• [Postawione zadanie]: Przeskaluj poniższe wiersze, od wiersza z „Task: in the photo above, where can the foliage” do ostatniego wiersza włącznie. Przepisz je wszystkie razem z poleceniami, a każdą współrzędną w odpowiedziach pomnóż przez 2,05 i zaokrąglij do liczby całkowitej, połówki w górę.

◆ ◆ ◆ ◆

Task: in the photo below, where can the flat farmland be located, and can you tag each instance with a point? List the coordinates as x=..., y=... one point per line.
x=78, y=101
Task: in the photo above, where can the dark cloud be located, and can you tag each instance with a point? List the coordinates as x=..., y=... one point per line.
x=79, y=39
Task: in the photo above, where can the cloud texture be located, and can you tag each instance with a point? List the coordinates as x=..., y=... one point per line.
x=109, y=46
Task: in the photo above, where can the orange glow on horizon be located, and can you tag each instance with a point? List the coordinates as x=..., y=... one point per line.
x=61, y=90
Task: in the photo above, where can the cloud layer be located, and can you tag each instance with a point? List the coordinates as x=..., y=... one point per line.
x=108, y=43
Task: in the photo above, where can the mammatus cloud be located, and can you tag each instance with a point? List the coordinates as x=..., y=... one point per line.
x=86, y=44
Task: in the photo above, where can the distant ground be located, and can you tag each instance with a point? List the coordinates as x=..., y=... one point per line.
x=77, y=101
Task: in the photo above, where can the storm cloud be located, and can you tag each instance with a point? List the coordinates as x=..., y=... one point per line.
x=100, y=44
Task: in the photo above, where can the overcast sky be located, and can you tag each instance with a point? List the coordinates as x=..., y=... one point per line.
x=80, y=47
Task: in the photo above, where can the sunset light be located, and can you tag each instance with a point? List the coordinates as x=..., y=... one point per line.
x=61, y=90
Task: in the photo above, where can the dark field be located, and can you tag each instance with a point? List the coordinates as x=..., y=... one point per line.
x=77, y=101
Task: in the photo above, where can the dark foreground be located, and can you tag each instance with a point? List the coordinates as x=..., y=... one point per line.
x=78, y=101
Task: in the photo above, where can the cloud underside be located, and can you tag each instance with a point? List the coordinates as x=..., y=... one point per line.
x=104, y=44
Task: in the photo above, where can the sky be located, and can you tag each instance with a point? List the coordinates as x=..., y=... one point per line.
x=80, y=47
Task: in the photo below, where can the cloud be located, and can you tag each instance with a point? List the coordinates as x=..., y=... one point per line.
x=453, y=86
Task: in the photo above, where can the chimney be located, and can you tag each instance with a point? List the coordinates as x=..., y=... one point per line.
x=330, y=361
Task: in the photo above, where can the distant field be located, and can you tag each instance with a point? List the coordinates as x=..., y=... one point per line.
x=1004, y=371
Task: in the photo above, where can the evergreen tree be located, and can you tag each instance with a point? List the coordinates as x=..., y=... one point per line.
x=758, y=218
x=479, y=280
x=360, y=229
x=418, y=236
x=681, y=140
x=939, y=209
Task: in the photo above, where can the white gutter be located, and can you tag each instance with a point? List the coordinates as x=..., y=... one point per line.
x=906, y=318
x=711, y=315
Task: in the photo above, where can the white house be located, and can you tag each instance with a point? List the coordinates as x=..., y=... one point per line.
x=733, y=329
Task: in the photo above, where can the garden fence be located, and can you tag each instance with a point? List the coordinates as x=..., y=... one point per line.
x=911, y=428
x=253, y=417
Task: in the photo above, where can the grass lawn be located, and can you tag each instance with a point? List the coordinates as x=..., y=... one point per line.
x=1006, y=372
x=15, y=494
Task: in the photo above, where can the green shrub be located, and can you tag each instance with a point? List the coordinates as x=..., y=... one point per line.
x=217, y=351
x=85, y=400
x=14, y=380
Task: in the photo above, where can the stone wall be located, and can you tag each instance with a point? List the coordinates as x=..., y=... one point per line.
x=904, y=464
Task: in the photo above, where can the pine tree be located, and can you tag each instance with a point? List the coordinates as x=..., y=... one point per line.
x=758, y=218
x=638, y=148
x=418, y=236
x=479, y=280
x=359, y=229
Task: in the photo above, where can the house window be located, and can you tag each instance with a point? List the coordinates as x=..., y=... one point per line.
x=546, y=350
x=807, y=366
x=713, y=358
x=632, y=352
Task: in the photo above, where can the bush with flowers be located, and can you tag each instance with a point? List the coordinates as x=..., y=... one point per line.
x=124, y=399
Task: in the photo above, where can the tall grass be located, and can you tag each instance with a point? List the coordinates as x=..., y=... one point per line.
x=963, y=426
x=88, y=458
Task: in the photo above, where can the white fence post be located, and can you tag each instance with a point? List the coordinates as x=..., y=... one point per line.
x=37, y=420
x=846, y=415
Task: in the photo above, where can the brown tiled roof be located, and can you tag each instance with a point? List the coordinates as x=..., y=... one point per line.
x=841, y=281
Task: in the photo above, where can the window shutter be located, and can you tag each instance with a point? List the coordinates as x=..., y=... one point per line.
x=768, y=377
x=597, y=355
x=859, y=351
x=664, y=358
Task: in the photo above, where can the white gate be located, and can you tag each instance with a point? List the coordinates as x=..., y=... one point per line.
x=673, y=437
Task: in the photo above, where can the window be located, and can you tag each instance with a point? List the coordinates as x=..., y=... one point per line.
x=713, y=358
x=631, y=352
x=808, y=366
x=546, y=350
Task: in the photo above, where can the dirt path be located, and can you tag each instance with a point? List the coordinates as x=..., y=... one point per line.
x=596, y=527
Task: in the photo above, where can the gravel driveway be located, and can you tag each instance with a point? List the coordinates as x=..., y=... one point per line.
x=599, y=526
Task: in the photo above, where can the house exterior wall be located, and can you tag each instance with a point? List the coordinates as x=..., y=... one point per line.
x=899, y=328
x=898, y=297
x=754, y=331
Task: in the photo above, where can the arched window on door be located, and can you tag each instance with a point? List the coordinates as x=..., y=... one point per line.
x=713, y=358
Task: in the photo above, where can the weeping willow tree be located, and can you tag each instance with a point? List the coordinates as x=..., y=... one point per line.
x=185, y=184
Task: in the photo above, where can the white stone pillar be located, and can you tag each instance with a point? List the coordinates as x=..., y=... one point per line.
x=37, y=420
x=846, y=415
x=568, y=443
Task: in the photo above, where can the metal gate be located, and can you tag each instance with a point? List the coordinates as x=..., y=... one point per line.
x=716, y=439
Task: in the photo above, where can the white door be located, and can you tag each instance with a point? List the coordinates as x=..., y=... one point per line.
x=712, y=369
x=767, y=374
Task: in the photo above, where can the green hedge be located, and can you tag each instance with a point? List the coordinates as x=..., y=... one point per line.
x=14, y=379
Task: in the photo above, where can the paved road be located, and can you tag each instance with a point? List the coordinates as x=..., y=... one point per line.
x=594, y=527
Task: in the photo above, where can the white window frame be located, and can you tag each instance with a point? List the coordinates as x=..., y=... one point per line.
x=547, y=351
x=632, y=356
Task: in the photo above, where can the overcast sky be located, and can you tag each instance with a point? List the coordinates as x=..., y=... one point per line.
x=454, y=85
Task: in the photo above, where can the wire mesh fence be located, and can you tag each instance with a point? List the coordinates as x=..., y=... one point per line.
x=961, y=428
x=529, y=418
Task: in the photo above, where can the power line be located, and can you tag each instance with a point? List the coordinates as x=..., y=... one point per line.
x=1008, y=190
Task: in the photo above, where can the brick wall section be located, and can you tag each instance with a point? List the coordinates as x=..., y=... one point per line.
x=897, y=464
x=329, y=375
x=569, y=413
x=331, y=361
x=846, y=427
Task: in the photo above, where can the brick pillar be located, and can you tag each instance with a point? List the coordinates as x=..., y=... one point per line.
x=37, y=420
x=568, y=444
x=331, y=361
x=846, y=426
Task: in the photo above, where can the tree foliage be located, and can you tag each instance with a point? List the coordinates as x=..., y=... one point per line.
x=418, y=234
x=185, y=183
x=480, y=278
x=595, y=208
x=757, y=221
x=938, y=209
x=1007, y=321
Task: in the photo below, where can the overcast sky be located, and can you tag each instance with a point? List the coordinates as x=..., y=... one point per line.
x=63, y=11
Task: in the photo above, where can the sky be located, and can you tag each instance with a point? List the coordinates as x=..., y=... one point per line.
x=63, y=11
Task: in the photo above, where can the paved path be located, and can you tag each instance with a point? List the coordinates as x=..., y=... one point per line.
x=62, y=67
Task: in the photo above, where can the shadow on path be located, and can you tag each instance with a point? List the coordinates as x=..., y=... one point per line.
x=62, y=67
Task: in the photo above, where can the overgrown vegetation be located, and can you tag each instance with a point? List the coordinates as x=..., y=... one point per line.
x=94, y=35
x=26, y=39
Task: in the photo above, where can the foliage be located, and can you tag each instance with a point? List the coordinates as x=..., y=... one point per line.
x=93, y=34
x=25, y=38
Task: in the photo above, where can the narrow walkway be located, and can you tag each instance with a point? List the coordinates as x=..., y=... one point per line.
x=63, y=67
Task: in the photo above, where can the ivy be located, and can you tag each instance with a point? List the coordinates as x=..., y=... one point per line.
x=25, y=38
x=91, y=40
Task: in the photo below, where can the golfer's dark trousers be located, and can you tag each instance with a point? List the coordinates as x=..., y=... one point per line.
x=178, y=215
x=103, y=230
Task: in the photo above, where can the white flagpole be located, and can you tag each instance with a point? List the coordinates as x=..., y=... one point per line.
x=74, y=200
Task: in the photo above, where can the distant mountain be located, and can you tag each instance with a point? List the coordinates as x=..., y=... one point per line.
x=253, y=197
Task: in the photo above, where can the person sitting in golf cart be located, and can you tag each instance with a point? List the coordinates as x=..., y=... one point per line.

◆ ◆ ◆ ◆

• [Wynik zadania]:
Task: in the photo above, where can the foliage be located, and can you tag each instance with a point? List the coordinates as x=..., y=... one point per line.
x=191, y=70
x=51, y=78
Task: in the photo above, where can the narrow walkway be located, and can you tag each instance with a point? List the coordinates as x=..., y=... one point per line.
x=129, y=137
Task: in the photo above, where can the ivy be located, and can you tag each instance with a point? List the coordinates as x=..., y=... one point per line.
x=51, y=78
x=187, y=82
Task: in the photo below, where can the golfer's dark trousers be located, and can you tag each instance with a point? List the coordinates as x=..., y=... one point per line.
x=365, y=441
x=211, y=472
Task: in the photo above, where can the white flagpole be located, and can you tag each instance with a point? List the coordinates as x=..., y=... one point per line.
x=152, y=410
Task: in the photo above, where can the distant mountain be located, and can you tag each instance with a point? List the coordinates as x=..., y=... one point per line.
x=519, y=404
Task: in the photo above, where can the person sitting in golf cart be located, and can you tag each instance with a point? List the coordinates as x=..., y=... one point per line.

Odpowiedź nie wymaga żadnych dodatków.